## ENTRIES SHOWN
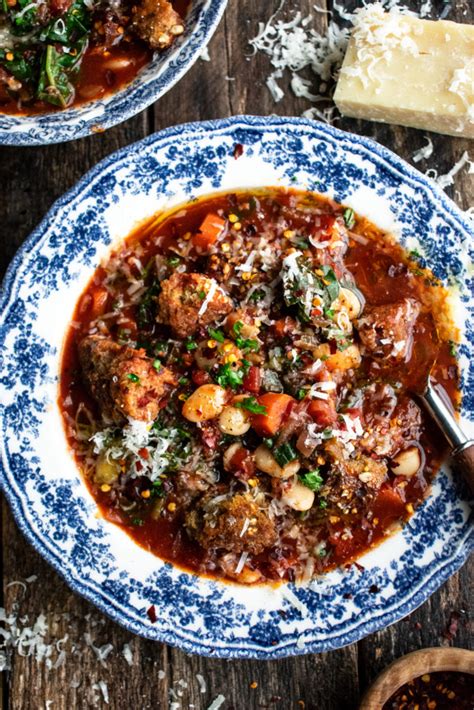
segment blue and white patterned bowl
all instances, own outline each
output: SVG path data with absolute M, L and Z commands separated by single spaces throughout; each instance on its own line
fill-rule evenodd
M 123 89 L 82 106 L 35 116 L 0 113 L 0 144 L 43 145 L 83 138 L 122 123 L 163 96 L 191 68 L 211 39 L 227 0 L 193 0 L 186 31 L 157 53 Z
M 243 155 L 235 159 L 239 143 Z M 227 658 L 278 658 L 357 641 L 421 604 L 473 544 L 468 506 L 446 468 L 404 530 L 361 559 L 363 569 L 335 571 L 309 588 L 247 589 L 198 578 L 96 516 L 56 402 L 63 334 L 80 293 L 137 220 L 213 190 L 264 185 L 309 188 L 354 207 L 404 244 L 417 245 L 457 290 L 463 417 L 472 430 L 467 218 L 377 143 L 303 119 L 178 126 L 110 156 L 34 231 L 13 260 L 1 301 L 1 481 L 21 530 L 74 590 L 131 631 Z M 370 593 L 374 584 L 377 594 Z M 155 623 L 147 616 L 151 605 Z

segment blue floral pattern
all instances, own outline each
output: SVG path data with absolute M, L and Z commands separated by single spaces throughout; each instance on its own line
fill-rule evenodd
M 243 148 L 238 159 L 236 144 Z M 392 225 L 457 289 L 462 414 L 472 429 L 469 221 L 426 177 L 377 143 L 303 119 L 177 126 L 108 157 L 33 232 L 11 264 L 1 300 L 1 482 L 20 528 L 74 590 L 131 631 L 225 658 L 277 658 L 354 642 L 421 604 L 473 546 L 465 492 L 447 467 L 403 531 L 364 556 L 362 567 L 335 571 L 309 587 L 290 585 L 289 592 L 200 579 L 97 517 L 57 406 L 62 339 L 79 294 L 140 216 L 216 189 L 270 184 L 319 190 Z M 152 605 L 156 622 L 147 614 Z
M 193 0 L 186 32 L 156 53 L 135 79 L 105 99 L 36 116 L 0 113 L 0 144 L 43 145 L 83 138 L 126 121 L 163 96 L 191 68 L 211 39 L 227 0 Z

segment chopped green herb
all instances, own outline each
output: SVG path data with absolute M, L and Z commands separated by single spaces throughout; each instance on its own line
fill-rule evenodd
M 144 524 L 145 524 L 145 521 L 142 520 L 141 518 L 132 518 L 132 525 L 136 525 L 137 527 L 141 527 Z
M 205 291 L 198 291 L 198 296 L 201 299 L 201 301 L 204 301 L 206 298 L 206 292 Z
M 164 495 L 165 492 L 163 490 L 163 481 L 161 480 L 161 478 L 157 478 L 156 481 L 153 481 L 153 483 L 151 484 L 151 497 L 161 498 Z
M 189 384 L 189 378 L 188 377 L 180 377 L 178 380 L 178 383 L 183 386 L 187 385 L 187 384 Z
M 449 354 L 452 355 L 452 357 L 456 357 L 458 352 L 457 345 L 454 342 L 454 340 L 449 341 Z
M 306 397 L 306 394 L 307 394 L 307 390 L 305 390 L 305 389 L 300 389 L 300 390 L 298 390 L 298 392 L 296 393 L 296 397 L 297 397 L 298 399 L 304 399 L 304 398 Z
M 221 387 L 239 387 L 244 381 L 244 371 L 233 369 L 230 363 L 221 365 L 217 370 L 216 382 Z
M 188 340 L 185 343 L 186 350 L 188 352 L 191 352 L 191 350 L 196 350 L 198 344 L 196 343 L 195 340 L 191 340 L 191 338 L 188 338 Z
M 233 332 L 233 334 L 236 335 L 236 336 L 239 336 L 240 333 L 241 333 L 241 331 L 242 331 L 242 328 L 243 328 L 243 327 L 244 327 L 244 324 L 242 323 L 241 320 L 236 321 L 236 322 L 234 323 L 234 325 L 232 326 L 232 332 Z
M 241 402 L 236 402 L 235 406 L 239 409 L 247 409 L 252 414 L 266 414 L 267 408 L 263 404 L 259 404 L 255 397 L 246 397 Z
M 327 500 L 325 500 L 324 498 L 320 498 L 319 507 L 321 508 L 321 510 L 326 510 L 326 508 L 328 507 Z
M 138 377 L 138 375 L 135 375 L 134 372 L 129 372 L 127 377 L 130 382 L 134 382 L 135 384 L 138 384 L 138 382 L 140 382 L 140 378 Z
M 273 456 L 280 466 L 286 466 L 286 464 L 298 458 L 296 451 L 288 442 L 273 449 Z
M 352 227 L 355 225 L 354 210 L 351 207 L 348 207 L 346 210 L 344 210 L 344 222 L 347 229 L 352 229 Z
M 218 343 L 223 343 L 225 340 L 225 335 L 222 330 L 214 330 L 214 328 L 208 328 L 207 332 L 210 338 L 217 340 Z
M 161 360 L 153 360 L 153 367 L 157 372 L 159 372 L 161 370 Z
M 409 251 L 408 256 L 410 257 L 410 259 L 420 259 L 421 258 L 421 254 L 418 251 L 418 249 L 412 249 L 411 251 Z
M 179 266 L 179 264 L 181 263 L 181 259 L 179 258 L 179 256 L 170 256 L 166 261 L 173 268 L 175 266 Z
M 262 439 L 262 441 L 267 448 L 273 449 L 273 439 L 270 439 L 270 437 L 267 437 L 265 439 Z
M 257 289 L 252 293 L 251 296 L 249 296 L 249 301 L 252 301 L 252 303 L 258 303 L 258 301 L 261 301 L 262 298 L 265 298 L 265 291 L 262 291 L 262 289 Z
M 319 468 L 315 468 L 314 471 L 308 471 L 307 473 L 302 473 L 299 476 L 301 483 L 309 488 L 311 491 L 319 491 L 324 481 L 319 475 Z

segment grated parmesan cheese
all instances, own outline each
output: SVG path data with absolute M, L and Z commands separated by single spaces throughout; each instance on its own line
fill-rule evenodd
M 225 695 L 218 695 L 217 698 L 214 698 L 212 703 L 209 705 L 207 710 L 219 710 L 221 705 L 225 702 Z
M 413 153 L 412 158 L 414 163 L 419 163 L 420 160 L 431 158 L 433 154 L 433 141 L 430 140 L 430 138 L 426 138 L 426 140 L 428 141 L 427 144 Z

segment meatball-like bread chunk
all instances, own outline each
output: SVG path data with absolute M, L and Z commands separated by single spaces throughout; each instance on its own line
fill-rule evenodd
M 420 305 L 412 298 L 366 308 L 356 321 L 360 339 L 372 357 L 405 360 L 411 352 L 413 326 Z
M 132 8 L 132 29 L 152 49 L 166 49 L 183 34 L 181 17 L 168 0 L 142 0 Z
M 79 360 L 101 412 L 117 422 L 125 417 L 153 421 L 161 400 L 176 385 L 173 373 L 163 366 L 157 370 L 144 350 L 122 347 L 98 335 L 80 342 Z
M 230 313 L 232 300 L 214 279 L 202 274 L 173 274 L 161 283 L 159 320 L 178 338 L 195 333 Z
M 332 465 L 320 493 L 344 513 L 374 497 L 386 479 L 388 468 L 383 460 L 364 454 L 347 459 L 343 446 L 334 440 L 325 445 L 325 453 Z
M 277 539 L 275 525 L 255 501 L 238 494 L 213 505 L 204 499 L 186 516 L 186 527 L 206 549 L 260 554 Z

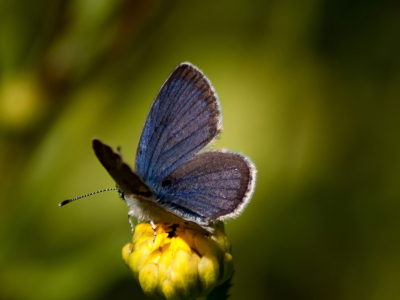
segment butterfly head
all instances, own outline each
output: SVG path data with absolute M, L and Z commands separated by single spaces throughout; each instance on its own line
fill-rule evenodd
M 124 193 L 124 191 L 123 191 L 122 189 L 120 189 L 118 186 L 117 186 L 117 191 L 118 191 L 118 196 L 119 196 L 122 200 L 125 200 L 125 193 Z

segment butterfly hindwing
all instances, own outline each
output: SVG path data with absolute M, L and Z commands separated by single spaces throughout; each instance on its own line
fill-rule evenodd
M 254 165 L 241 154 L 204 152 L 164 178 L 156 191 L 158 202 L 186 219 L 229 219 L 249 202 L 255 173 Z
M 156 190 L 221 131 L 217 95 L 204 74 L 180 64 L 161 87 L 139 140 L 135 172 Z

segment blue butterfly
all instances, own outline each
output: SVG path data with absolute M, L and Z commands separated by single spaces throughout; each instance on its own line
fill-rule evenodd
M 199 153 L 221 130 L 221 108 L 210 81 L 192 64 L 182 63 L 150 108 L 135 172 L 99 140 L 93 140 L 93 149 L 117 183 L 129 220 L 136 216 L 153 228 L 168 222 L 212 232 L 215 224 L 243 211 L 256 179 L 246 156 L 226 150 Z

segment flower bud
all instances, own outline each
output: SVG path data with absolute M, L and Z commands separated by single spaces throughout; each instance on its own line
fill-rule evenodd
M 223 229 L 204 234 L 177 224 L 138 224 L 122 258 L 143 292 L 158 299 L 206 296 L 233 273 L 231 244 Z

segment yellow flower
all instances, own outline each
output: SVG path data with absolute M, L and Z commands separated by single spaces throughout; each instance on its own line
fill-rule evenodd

## EXERCISE
Check each line in the records above for the word "segment". Return those that have it.

## YOUR SOLUTION
segment blue and white patterned bowl
segment blue floral pattern
segment chopped green herb
segment grated parmesan cheese
segment meatball-like bread chunk
segment butterfly head
segment butterfly hindwing
segment blue butterfly
segment flower bud
segment yellow flower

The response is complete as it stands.